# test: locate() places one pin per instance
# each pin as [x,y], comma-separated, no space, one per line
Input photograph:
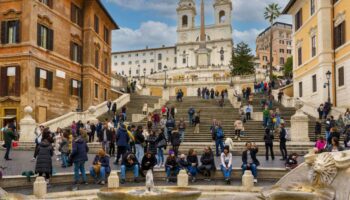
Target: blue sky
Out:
[153,22]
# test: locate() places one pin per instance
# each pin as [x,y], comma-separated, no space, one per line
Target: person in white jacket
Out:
[226,164]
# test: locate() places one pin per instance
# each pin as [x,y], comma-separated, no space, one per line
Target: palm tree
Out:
[272,12]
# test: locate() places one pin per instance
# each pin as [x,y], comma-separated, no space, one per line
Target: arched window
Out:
[184,21]
[222,16]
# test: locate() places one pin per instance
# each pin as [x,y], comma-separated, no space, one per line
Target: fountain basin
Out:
[138,193]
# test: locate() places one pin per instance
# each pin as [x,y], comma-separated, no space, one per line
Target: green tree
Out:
[272,12]
[242,60]
[288,67]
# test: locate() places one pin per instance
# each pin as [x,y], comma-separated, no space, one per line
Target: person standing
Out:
[283,141]
[250,162]
[268,139]
[44,162]
[9,136]
[78,158]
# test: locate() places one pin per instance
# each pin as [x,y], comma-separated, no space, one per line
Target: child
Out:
[292,161]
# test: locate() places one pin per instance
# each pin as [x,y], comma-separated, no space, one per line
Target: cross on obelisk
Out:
[202,36]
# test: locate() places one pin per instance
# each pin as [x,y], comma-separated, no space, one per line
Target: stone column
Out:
[299,131]
[247,180]
[182,179]
[27,125]
[166,94]
[113,180]
[40,187]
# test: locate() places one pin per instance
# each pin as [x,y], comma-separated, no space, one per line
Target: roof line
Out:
[108,15]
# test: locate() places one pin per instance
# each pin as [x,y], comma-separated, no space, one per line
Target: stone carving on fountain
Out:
[322,177]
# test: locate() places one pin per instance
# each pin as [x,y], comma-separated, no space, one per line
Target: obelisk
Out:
[202,53]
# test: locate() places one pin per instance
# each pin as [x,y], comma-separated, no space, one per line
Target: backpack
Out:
[219,133]
[287,137]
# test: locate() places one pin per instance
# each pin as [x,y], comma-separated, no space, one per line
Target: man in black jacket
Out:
[283,140]
[249,159]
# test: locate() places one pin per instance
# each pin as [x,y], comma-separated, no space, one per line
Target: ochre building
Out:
[54,56]
[321,43]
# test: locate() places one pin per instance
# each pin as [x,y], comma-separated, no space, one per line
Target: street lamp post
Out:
[165,69]
[328,84]
[144,77]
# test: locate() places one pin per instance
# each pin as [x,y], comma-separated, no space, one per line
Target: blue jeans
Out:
[124,169]
[79,166]
[64,158]
[160,156]
[226,172]
[168,171]
[140,152]
[219,143]
[102,173]
[192,170]
[253,168]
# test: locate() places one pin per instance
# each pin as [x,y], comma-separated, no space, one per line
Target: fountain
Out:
[149,192]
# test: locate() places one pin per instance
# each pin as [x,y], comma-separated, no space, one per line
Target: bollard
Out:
[113,180]
[40,187]
[248,180]
[182,179]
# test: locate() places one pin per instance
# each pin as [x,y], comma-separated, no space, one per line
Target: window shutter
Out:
[72,9]
[18,81]
[18,33]
[50,40]
[80,54]
[49,80]
[71,52]
[37,77]
[71,86]
[39,35]
[4,82]
[4,32]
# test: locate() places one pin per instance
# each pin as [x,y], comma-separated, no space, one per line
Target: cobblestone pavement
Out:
[22,162]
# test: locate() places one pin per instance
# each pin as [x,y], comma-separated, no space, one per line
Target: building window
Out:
[313,46]
[76,15]
[10,32]
[97,58]
[314,83]
[281,61]
[105,63]
[105,96]
[96,24]
[96,90]
[75,87]
[45,37]
[339,35]
[106,35]
[10,81]
[341,77]
[300,58]
[312,7]
[47,2]
[43,78]
[76,52]
[298,20]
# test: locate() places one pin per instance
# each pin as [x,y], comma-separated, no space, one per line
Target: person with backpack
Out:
[283,140]
[218,137]
[268,139]
[191,112]
[139,143]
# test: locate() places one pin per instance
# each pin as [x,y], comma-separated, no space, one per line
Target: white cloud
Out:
[150,33]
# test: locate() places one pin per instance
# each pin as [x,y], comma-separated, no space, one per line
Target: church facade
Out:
[185,53]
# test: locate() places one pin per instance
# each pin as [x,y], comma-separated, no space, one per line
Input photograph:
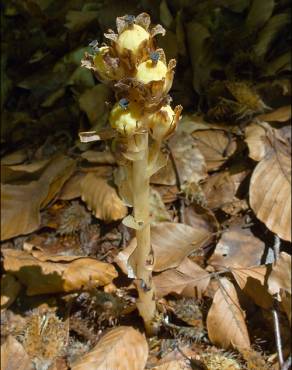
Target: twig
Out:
[278,335]
[181,208]
[276,248]
[287,364]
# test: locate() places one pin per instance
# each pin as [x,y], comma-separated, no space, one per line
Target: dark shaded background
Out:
[47,97]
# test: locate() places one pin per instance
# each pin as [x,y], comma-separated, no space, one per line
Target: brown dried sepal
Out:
[151,95]
[132,59]
[107,67]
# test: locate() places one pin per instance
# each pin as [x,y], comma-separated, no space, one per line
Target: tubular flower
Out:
[106,67]
[151,82]
[134,39]
[162,123]
[125,117]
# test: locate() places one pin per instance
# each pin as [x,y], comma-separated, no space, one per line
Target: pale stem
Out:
[146,302]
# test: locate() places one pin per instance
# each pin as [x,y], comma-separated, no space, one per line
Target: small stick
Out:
[276,248]
[181,208]
[287,364]
[278,334]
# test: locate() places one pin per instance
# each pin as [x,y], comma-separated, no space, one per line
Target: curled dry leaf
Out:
[188,159]
[10,288]
[237,247]
[172,242]
[13,356]
[188,279]
[122,348]
[93,156]
[256,140]
[220,188]
[215,145]
[226,319]
[173,365]
[72,187]
[42,273]
[21,203]
[280,277]
[30,171]
[102,199]
[270,190]
[252,281]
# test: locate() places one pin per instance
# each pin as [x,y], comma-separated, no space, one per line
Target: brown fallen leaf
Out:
[21,204]
[256,140]
[42,273]
[102,199]
[122,348]
[10,288]
[13,356]
[252,281]
[30,171]
[215,145]
[188,279]
[270,190]
[72,187]
[188,159]
[93,156]
[237,247]
[280,277]
[226,320]
[171,243]
[173,365]
[45,337]
[17,157]
[220,188]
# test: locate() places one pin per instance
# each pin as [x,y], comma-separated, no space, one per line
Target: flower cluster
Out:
[140,76]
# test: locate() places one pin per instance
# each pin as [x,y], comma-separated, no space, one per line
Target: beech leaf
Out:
[252,281]
[10,288]
[188,279]
[13,356]
[226,320]
[21,204]
[102,199]
[270,191]
[215,146]
[237,247]
[172,242]
[42,273]
[280,277]
[122,348]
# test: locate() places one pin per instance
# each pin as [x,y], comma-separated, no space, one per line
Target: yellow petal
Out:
[149,71]
[132,38]
[160,123]
[125,121]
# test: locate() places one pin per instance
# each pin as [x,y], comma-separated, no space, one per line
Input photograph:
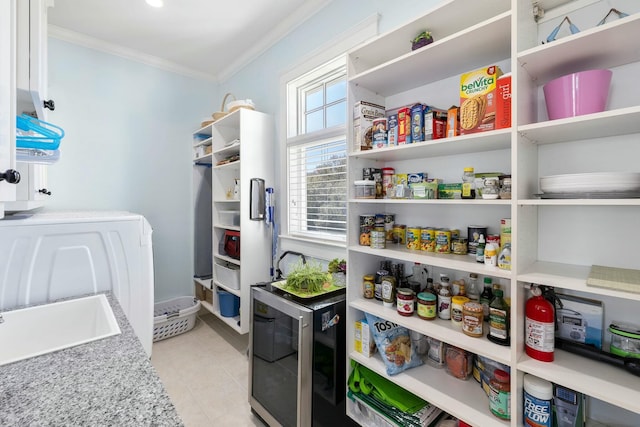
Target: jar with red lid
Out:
[405,301]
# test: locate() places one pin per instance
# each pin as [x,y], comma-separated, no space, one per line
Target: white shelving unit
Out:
[248,134]
[554,242]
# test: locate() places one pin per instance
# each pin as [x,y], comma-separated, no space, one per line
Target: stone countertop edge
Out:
[108,382]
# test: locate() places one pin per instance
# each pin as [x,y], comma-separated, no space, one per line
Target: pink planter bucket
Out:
[576,94]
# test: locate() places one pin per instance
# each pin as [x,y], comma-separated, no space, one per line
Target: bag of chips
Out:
[394,344]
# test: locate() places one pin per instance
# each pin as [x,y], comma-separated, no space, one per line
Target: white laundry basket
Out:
[174,317]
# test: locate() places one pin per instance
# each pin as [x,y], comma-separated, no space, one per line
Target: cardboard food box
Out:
[404,126]
[478,100]
[435,123]
[364,342]
[503,102]
[363,115]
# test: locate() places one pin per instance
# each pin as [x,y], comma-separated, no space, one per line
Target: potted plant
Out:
[338,269]
[421,40]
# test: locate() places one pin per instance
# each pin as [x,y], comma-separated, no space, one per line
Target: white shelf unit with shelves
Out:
[247,138]
[554,242]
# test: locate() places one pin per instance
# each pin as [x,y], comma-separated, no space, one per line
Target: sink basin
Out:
[42,329]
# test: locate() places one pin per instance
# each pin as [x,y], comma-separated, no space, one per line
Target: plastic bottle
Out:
[480,249]
[486,297]
[538,398]
[498,319]
[473,293]
[539,327]
[444,300]
[468,184]
[491,255]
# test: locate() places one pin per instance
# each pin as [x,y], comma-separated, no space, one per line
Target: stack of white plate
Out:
[597,182]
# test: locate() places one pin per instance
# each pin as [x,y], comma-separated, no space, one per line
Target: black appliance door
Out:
[280,360]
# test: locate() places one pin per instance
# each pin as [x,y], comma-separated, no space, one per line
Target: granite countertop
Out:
[109,382]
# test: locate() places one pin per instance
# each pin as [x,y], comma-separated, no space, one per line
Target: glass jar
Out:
[468,183]
[405,301]
[505,189]
[427,306]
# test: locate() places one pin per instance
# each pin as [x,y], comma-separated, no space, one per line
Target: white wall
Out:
[128,147]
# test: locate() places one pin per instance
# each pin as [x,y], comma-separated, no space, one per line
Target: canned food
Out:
[413,238]
[428,239]
[377,238]
[399,235]
[443,241]
[459,246]
[366,224]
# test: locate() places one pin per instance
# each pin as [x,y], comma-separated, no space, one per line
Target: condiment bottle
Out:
[486,297]
[472,292]
[480,249]
[444,299]
[498,319]
[500,394]
[539,327]
[468,184]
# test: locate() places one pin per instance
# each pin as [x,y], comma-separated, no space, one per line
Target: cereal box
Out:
[392,131]
[417,123]
[478,100]
[404,126]
[435,123]
[503,102]
[363,115]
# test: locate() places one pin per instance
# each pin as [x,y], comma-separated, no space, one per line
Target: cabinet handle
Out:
[11,176]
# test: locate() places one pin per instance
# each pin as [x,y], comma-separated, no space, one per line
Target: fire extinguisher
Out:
[539,326]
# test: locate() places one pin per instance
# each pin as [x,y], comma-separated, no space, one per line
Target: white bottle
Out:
[491,255]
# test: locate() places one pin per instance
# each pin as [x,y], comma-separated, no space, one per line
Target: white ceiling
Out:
[208,38]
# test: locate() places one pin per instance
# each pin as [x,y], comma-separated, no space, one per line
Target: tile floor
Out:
[205,372]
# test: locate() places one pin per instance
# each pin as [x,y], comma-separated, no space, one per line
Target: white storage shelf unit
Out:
[249,135]
[554,242]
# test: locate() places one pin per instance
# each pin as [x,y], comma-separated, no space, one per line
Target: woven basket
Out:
[220,114]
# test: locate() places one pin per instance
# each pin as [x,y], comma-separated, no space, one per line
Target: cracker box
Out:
[478,100]
[392,132]
[453,121]
[417,123]
[404,126]
[503,102]
[364,343]
[435,123]
[363,115]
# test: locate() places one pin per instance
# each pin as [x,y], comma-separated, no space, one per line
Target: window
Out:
[316,153]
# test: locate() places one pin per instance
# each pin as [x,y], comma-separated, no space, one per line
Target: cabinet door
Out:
[7,98]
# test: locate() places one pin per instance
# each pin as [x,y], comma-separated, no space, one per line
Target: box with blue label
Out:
[580,320]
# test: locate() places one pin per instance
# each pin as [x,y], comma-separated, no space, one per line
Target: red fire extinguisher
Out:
[539,326]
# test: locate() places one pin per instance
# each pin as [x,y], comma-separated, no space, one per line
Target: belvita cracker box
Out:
[478,100]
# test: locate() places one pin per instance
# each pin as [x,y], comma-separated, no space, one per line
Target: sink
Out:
[34,331]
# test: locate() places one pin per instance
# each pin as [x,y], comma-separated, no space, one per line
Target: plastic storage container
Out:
[576,94]
[229,304]
[174,317]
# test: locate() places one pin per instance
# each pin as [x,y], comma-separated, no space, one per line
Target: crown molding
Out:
[123,52]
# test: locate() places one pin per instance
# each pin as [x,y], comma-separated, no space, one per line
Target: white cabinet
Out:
[238,148]
[554,242]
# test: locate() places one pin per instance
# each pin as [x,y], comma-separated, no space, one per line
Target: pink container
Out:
[576,94]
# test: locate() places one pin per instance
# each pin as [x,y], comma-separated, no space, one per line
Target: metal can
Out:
[366,224]
[459,246]
[377,238]
[389,220]
[472,319]
[368,286]
[428,239]
[443,241]
[405,301]
[399,234]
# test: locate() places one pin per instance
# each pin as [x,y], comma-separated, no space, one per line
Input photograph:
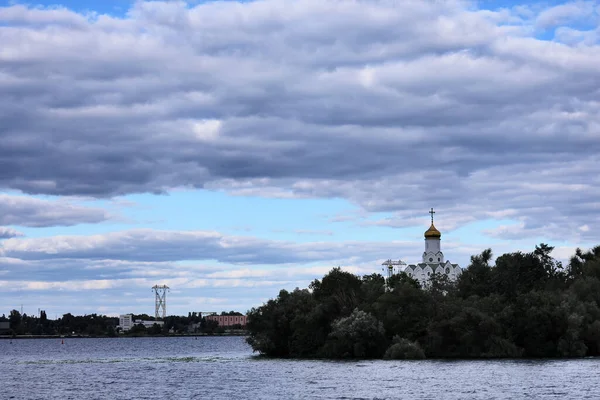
********
→ Task directions
Count the lines in the rows above that contain the word "extinguisher", treating uppercase and lowercase letters as different, and reply with only that number.

→ Solution for this problem
2